*Instructions for the task:* Reproduce everything in the Poisson breakdown example from "Provide also the" down to "sd <- sqrt(E)", character for character.

*Page text:*

Expected value and standard deviation will depend on number of years/trials tracked. Consider first 8 years.
Provide also the expected value and standard deviation. Model as a Poisson.
Answer
For a Poisson distribution, lambda = rate/unit time = 1 machine breakdown per 10 years = expected value
On average we observe \(\lambda=0.1\) machine failures per year. Probability of k = 0 breakdowns in years 1 through 8
n <- 8 #number of trials
k <- 0 #number of failures
p <- 1/10 #probability of successes
E <- n*p
paste("Expected Value:", E)
## [1] "Expected Value: 0.8"
sd <- sqrt(E)
paste("Standard Deviation:", sd)
## [1] "Standard Deviation: 0.894427190999916"
# Calculating P(X=0) for 8 intervals using Poisson distribution
paste("Possibility that machine might fail after 8 years via Poisson#1:", ppois(0,0.1,lower.tail=TRUE)^8)
## [1] "Possibility that machine might fail after 8 years via Poisson#1: 0.449328964117221"
paste("Possibility that machine might fail after 8 years via Poisson#2:", dpois(0, E))
## [1] "Possibility that machine might fail after 8 years via Poisson#2: 0.449328964117222"

*Provided material:*
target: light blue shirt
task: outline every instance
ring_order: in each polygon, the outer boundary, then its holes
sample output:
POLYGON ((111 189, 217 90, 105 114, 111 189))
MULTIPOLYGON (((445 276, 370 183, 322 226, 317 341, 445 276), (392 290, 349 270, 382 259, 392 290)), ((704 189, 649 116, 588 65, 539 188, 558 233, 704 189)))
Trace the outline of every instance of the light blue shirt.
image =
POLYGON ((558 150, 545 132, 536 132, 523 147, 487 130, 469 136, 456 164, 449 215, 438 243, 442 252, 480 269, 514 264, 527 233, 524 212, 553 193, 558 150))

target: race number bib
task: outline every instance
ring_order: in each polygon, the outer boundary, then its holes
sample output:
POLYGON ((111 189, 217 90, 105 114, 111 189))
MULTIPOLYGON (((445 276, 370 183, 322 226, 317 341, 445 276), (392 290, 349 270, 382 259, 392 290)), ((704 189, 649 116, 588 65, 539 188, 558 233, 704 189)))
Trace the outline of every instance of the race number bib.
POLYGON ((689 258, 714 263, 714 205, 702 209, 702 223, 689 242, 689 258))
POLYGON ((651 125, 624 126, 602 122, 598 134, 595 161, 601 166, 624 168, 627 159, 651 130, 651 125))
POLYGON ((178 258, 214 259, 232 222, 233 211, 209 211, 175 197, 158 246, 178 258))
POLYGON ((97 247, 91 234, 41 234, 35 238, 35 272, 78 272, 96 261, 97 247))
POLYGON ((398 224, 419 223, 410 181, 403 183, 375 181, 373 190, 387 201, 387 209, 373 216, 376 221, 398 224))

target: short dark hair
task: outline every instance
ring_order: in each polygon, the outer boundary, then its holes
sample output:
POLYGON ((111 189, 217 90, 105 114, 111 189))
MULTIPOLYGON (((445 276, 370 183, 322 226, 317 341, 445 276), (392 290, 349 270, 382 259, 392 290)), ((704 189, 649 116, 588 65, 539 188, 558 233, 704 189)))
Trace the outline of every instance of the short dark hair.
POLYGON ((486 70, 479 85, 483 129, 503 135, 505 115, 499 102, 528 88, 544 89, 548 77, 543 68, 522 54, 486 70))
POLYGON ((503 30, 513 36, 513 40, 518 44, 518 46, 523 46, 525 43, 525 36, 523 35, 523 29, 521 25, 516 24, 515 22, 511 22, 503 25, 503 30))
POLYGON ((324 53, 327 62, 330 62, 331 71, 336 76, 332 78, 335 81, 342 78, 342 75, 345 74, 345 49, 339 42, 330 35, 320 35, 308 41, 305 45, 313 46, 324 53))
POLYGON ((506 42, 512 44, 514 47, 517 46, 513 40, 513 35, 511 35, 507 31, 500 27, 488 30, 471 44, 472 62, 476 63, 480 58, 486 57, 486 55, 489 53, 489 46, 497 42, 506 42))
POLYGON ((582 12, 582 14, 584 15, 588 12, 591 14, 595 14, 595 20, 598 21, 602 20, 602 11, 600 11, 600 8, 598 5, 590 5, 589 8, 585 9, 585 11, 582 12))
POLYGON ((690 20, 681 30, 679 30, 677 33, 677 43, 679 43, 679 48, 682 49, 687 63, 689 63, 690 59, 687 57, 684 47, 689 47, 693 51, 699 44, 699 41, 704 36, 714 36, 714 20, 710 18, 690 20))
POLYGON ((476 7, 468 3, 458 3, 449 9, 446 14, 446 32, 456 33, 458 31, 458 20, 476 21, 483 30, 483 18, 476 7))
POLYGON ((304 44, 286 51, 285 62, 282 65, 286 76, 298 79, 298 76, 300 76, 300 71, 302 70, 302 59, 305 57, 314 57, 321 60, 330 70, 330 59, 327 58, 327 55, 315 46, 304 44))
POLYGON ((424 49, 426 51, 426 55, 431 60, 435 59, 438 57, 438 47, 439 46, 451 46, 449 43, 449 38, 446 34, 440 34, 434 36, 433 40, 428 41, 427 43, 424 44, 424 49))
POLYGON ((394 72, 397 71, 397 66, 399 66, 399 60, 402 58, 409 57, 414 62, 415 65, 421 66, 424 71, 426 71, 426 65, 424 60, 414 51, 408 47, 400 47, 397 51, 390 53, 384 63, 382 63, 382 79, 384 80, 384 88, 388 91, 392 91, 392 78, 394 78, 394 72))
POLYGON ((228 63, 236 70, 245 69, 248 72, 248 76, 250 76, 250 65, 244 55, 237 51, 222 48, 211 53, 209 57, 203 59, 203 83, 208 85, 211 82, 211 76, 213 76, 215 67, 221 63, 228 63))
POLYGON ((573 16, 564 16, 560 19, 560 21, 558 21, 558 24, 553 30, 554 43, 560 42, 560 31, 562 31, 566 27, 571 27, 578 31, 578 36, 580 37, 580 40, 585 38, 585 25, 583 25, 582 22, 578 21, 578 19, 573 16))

*Answer in full:*
Provide also the expected value and standard deviation. Model as a Poisson.
Answer
For a Poisson distribution, lambda = rate/unit time = 1 machine breakdown per 10 years = expected value
On average we observe \(\lambda=0.1\) machine failures per year. Probability of k = 0 breakdowns in years 1 through 8
n <- 8 #number of trials
k <- 0 #number of failures
p <- 1/10 #probability of successes
E <- n*p
paste("Expected Value:", E)
## [1] "Expected Value: 0.8"
sd <- sqrt(E)